Un de ces droits les plus chèrement acquis est celui de l’association libre. Alors qu’il était à peu près inconnu, il y a seulement quelques dizaines d’années, il est maintenant devenu, par la ténacité du peuple ouvrier lui-même, la règle normale dans le domaine des relations ouvrières. Mais, comme dans toute règle, il subsiste des exceptions. Ces exceptions, toujours trop nombreuses même si elles ne sont pas fréquentes, une société vraiment démocratique ne peut les souffrir, car dès que le droit d’association est menacé, la justice sociale est en danger. Je pense bien que le respect de cette justice sociale est un des premiers objectifs que doit s’employer à atteindre tout gouvernement soucieux du bien commun. De toute façon, celui que j’ai l’honneur de diriger veut que les droits des travailleurs et les libertés conquises par des générations d’ouvriers, autant dans notre province que dans d’autres pays, ne soient désormais plus mis en danger par les attitudes despotiques et réactionnaires d’intérêts particuliers davantage préoccupés de leur bien propre que de celui de l’ensemble de notre société.

· · · · ·

Objectif visé:
Répondez, s'il vous plaît, à ces questions sur le passage consacré au droit d'association :
1. Quel droit le passage présente-t-il comme l'un des plus chèrement acquis ?
2. Grâce à quoi ce droit est-il devenu la règle normale dans les relations ouvrières ?
3. Qu'est-ce qui est en danger dès que le droit d'association est menacé ?

Extrait des données:
· · · · ·

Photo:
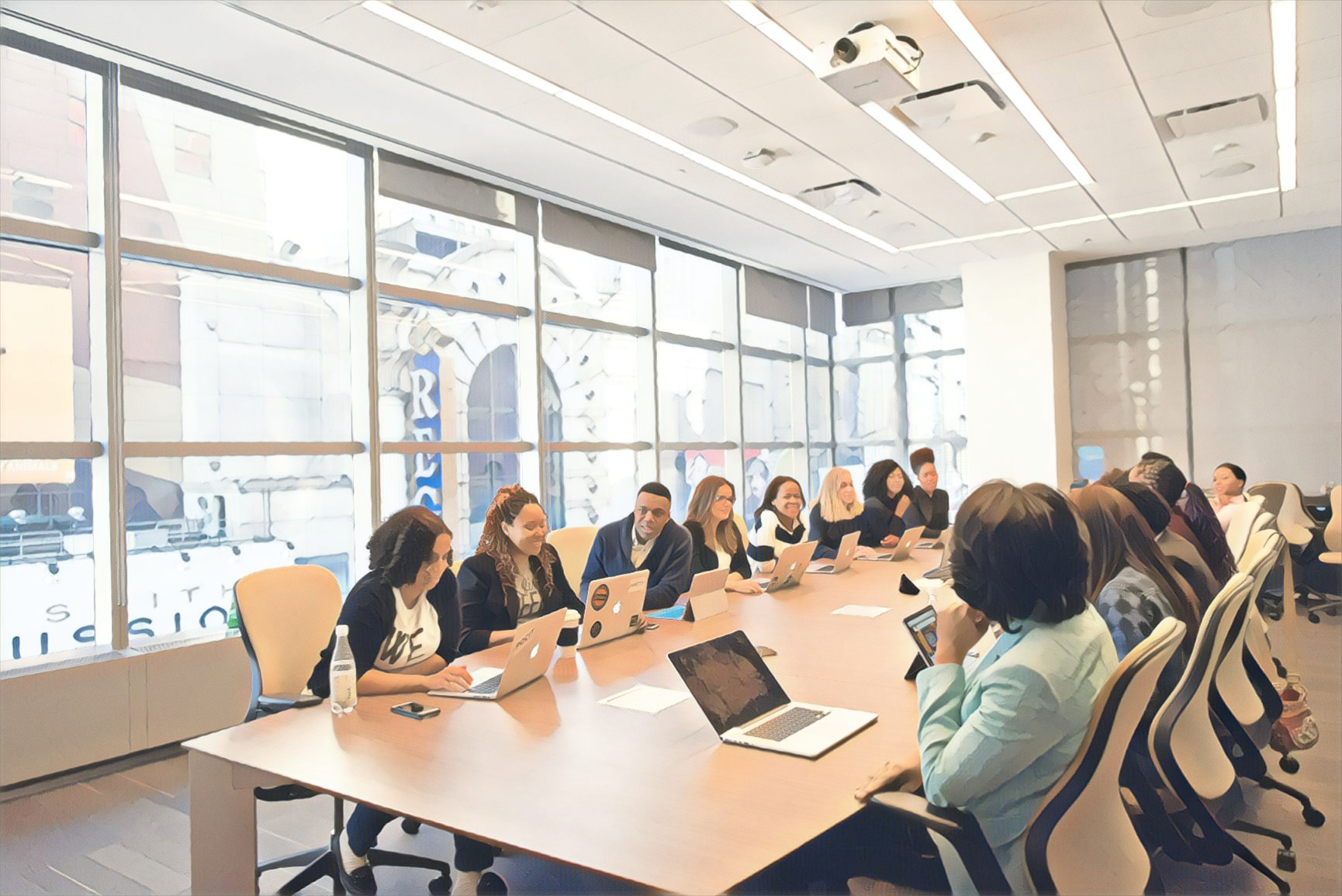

· · · · ·

Réponse à fournir:
1. Le droit de l'association libre.
2. Grâce à la ténacité du peuple ouvrier lui-même.
3. La justice sociale.